BEGIN

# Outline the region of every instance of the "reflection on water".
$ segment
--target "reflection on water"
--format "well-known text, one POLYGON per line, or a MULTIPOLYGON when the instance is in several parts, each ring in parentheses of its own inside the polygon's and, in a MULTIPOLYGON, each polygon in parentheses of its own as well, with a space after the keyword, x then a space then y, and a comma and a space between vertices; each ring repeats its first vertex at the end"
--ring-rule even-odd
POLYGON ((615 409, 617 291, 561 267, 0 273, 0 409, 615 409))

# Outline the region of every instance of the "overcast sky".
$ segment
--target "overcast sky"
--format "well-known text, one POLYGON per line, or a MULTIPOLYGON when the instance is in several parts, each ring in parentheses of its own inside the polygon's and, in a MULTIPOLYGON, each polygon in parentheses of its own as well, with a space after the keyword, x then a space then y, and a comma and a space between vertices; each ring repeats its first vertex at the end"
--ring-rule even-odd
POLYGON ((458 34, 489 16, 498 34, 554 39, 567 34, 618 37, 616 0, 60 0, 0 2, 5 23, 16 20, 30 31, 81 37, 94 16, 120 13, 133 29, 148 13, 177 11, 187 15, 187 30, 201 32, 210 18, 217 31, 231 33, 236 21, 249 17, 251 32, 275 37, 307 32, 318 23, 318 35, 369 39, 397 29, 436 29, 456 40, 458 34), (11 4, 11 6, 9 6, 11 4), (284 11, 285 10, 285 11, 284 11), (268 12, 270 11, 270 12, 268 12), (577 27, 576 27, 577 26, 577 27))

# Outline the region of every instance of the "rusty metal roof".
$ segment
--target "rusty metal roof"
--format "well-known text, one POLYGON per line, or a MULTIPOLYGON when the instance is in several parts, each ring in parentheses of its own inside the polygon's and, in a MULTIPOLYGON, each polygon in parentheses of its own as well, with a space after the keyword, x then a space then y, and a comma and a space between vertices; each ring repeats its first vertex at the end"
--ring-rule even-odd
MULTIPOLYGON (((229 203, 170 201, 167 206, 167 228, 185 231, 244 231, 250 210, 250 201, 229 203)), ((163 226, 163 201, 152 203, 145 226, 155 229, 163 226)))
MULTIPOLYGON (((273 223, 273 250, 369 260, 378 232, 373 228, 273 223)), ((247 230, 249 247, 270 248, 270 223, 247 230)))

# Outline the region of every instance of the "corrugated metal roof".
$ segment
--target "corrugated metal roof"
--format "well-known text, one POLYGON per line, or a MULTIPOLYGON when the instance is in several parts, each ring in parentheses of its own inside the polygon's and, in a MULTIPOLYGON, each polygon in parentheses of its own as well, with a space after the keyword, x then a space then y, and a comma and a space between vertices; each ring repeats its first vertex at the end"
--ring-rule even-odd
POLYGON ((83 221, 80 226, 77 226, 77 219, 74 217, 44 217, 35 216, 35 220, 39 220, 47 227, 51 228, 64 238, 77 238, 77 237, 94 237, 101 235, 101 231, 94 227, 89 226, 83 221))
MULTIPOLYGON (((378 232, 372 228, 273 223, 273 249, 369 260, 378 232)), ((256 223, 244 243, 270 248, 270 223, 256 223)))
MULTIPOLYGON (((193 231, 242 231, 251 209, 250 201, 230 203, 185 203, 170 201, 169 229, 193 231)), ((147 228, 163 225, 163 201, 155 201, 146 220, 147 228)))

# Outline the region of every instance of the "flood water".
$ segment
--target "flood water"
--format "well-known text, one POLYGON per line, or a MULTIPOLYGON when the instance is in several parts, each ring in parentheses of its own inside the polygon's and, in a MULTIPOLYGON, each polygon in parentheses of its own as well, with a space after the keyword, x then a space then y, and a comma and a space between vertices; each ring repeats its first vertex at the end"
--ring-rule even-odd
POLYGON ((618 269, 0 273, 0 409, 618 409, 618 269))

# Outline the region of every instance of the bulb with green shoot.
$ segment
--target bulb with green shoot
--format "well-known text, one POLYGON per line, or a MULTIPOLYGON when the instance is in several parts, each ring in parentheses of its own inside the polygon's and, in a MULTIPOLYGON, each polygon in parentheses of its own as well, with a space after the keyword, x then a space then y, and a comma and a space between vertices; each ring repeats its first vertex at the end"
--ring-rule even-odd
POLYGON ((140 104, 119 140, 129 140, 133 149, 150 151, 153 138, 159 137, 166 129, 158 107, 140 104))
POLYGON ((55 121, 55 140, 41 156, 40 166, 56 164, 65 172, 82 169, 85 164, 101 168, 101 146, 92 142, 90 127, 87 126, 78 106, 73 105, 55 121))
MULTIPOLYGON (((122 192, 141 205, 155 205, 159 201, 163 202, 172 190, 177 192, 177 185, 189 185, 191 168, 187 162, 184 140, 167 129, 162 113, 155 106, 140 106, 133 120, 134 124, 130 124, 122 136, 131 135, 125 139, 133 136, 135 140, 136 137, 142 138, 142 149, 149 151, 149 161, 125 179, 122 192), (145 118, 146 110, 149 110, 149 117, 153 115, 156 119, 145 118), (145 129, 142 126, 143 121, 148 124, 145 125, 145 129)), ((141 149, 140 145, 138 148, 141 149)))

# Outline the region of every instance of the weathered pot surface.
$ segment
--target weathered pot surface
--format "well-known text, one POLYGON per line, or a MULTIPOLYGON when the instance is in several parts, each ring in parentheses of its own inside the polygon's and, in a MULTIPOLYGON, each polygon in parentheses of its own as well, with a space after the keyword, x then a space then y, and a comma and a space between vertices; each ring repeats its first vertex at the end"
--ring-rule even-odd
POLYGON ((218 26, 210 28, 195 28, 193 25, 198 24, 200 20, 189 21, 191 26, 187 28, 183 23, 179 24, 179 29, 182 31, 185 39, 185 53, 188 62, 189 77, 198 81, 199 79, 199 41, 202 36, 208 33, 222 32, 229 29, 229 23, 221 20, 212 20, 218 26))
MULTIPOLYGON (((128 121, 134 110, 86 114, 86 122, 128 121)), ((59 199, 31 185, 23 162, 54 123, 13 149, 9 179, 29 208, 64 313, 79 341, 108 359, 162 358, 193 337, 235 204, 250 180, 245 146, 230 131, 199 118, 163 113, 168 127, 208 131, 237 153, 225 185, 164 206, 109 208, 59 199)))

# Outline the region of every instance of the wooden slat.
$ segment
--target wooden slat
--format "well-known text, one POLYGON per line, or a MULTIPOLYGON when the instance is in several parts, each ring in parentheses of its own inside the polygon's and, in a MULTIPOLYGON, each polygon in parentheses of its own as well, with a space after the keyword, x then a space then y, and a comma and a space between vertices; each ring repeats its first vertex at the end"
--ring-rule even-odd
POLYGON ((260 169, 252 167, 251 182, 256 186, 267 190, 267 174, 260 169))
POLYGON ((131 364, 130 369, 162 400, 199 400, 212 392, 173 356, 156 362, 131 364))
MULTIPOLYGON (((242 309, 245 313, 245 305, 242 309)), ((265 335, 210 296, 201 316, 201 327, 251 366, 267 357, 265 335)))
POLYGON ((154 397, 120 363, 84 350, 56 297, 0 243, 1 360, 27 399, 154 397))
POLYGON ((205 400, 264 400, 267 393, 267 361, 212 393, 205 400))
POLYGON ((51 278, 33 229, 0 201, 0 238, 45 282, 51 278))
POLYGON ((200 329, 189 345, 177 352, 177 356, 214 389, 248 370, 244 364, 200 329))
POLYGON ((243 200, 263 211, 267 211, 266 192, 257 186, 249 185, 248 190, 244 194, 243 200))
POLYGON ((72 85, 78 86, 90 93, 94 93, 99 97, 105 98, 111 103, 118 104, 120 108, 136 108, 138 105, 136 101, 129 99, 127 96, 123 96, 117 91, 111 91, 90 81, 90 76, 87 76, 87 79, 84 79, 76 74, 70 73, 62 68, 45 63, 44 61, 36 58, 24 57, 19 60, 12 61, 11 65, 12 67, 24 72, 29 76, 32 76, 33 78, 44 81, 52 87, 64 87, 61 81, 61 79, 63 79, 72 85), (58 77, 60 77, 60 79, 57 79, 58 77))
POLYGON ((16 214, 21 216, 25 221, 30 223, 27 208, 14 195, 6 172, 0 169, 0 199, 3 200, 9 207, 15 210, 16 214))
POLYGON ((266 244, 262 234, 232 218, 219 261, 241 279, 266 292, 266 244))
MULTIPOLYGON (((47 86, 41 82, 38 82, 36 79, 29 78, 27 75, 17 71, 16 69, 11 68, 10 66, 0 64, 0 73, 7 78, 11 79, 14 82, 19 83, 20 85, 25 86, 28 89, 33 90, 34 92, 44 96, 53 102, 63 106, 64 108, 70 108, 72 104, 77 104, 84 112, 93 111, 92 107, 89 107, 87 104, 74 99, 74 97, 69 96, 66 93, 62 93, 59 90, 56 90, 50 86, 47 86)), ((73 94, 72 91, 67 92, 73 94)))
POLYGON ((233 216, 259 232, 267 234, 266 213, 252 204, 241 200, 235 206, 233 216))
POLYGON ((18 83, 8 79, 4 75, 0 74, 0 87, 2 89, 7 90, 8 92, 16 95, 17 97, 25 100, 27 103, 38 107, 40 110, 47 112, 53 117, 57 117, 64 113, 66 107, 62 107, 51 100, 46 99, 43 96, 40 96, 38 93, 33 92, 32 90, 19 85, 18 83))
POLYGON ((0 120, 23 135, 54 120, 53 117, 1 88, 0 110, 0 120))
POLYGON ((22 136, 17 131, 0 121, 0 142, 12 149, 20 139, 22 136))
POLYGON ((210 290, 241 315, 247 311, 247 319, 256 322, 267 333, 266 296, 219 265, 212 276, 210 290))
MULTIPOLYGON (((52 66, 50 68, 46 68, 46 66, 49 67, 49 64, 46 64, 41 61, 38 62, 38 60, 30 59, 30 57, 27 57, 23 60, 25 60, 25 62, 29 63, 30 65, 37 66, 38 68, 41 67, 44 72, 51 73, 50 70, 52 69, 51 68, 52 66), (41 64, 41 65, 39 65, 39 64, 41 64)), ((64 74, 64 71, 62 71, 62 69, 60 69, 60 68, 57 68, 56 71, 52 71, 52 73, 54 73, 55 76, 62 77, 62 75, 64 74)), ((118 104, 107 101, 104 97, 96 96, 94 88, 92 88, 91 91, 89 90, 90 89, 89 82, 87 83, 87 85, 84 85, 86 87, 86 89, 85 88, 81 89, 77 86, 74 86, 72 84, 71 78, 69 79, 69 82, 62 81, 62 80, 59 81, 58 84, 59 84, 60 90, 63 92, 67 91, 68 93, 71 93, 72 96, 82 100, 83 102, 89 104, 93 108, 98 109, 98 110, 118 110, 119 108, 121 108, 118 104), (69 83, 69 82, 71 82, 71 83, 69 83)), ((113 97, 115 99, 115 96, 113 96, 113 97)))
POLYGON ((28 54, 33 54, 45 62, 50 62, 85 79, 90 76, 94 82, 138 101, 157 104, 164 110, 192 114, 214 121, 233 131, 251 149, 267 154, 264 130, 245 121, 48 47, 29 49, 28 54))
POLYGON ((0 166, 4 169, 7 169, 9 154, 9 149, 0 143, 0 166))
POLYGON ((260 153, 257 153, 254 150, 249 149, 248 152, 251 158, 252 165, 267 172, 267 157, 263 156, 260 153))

END

Return, from the data, each line that has the word "roof" in it.

WRITTEN RESPONSE –
# Outline the region of every instance of the "rusty metal roof".
--target "rusty metal roof"
# Outline the region of every instance of the "corrugated metal roof".
--target "corrugated metal roof"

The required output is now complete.